» TEXT UNDER STUDY
US Navy launches Hormuz mine-clearing, vows 'new passage' as gas prices hit lowest since 2023
WASHINGTON, DC: The United States military on Saturday, April 11, began clearing sea mines from the Strait of Hormuz, a key global shipping route, as maritime traffic remained limited despite a recent ceasefire.
Officials said two US Navy destroyers were leading the effort to restore safe passage through the waterway.
The development comes amid ongoing concerns about regional security and disruptions to global oil supply.
US Navy begins mine-clearing mission in Strait of Hormuz
The US Central Command (CENTCOM) said on Saturday that two guided missile destroyers, USS Frank E Peterson and USS Michael Murphy, have begun operations to remove sea mines in the Strait of Hormuz.
The move is aimed at restoring safe transit through the strategic waterway after mines were previously laid by Iran’s Islamic Revolutionary Guards Corps.
In a statement posted on X, CENTCOM said the vessels had “transited the Strait of Hormuz and operated in the Arabian Gulf as part of a broader mission to ensure the strait is fully clear of sea mines previously laid by Iran’s Islamic Revolutionary Guards Corps.”
The effort follows reports that shipping activity in the strait remains significantly reduced despite a ceasefire earlier this week.
Adm Brad Cooper, commander of CENTCOM, said the operation is already underway. “Today, we began the process of establishing a new passage, and we will share this safe pathway with the maritime industry soon to encourage the free flow of commerce,” he said.
However, officials note that while mine-clearing addresses one threat, risks remain. Iran retains the capability to launch missile attacks, which could complicate efforts to secure the strait and protect vessels navigating the area.

» REQUIREMENT 1
Name every individual ship and every individual person mentioned by name in the Hormuz report.
» REQUIREMENT 2
Output the passage of the Hormuz report starting at "US Navy launches" and ending at "a recent ceasefire.".
Rely only on the Hormuz report for your answers.

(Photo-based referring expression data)
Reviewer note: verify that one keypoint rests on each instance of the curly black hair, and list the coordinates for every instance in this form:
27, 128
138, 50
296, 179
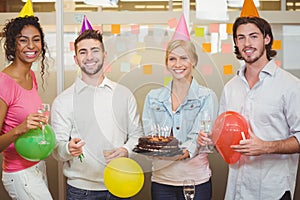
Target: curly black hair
263, 26
12, 30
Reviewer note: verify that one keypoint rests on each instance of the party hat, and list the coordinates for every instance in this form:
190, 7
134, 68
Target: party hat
85, 25
181, 32
26, 10
249, 9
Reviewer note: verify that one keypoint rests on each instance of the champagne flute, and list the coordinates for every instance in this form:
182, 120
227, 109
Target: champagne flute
189, 189
44, 109
206, 124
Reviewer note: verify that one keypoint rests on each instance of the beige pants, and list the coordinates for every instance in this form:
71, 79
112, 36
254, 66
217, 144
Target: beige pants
27, 184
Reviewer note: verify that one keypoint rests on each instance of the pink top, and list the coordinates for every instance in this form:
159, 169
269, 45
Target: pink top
21, 103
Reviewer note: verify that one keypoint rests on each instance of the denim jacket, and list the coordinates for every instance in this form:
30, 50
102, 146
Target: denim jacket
185, 121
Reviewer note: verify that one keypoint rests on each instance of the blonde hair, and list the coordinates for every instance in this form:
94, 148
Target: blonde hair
188, 46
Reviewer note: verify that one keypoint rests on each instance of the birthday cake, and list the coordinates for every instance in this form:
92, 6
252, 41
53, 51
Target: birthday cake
158, 145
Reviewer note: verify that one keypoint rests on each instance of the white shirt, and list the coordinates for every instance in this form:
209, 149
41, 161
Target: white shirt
108, 118
271, 108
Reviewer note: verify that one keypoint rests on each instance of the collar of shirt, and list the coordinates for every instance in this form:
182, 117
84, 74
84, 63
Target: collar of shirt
269, 69
165, 95
81, 85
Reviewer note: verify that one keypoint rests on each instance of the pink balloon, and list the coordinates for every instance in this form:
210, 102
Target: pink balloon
85, 25
229, 128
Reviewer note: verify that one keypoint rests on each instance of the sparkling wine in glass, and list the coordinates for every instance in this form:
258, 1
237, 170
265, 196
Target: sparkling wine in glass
45, 110
189, 189
206, 124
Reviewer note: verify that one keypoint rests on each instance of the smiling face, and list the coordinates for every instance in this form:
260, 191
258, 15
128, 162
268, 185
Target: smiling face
89, 56
28, 44
251, 43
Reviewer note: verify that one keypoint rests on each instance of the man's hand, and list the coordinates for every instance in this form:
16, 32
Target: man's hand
253, 146
75, 146
120, 152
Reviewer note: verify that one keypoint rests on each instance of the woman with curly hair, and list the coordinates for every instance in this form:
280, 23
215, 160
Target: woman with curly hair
19, 102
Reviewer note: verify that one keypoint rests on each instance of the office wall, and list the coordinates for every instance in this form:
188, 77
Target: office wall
138, 63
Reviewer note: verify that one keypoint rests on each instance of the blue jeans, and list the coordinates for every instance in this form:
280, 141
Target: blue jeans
74, 193
162, 192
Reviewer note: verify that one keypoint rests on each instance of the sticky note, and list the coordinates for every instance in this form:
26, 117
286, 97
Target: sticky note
206, 69
115, 28
147, 69
226, 48
135, 59
71, 44
278, 63
121, 46
135, 29
214, 28
125, 67
276, 45
227, 69
199, 31
206, 47
229, 28
140, 46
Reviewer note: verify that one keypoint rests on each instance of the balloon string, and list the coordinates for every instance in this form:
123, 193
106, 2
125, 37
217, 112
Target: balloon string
243, 135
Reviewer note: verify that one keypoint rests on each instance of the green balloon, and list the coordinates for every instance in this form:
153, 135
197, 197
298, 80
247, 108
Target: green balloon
31, 145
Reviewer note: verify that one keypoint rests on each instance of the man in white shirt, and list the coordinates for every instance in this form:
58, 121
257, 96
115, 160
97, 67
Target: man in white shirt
93, 115
269, 98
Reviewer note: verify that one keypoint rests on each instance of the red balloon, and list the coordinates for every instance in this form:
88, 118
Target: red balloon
229, 128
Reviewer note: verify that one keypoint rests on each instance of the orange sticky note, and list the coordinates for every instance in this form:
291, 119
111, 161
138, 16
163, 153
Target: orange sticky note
276, 45
136, 59
72, 48
135, 29
167, 80
278, 63
227, 69
206, 69
115, 28
172, 23
199, 31
206, 47
229, 28
226, 48
214, 28
147, 69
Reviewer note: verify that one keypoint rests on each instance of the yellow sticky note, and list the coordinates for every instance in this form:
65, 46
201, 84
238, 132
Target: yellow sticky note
276, 45
227, 69
147, 69
135, 29
206, 47
229, 28
172, 23
167, 80
115, 28
125, 67
72, 48
214, 28
199, 31
226, 48
135, 59
140, 46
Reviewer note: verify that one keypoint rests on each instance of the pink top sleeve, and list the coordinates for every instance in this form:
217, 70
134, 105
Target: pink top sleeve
20, 103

» TASK OUTPUT 1
USS Frank E Peterson, USS Michael Murphy, Adm Brad Cooper

» TASK OUTPUT 2
US Navy launches Hormuz mine-clearing, vows 'new passage' as gas prices hit lowest since 2023
WASHINGTON, DC: The United States military on Saturday, April 11, began clearing sea mines from the Strait of Hormuz, a key global shipping route, as maritime traffic remained limited despite a recent ceasefire.